* _SHORT EXERCISE_:
Every line must be returned precisely as it is written.

* _WORKING DATA_:
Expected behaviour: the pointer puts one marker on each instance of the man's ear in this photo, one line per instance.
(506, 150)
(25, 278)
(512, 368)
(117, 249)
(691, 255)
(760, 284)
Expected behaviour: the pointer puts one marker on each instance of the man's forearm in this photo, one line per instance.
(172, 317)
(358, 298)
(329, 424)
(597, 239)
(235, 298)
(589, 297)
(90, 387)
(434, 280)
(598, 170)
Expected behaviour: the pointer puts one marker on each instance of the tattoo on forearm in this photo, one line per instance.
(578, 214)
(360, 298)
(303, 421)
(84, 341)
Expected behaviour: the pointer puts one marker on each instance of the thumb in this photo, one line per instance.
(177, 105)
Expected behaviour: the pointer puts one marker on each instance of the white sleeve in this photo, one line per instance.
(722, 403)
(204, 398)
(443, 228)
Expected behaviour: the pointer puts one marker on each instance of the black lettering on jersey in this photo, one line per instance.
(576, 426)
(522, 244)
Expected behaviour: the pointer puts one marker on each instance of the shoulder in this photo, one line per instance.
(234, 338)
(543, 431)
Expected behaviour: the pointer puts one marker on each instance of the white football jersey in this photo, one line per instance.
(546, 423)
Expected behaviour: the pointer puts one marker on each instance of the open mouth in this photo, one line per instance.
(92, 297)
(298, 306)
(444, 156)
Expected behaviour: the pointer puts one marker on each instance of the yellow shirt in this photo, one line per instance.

* _SOLUTION TO THE EXERCISE_:
Expected behaviour: the pointer puts one marker on each instance of the man's ear in this photo, one line per instance.
(506, 150)
(25, 278)
(512, 368)
(117, 249)
(691, 255)
(760, 284)
Expected behaviour: the pointer puts one marker on each instance of the man's forearm in this photo, one line per instance.
(172, 317)
(358, 298)
(329, 424)
(597, 239)
(235, 298)
(589, 297)
(90, 387)
(434, 280)
(598, 170)
Expected behaviour: the pointer puts one marker on each instance of the tattoo on forearm in this photo, one line per instance.
(578, 214)
(360, 298)
(303, 421)
(84, 341)
Expected behaviour: the pointer puts one marker on each instance of the thumb in this photo, one line per instance.
(177, 105)
Expected behaviour: the pointer puts one marker on each instance of the white sleeve in this photo, one line per instance.
(722, 403)
(204, 398)
(443, 228)
Expected behaviour: the pointer puts one marker on each instance of the black lettering on jersey in this photo, one line per instance.
(576, 426)
(522, 244)
Expected behaviour: the pointer puts one marker on each instance of the shoulder in this photo, one line per instance.
(234, 338)
(543, 431)
Expected behaviour: the pointer puts one marker on each instance of the white football jersey in this photo, one line per instance.
(546, 423)
Expected behaviour: the pointer puts one marker on each instance of the open mouth in this photo, one line per instance.
(92, 297)
(298, 306)
(444, 156)
Expected behaviour: the pointer puts one marker on each instance of the yellow shirt in this photo, one line per instance.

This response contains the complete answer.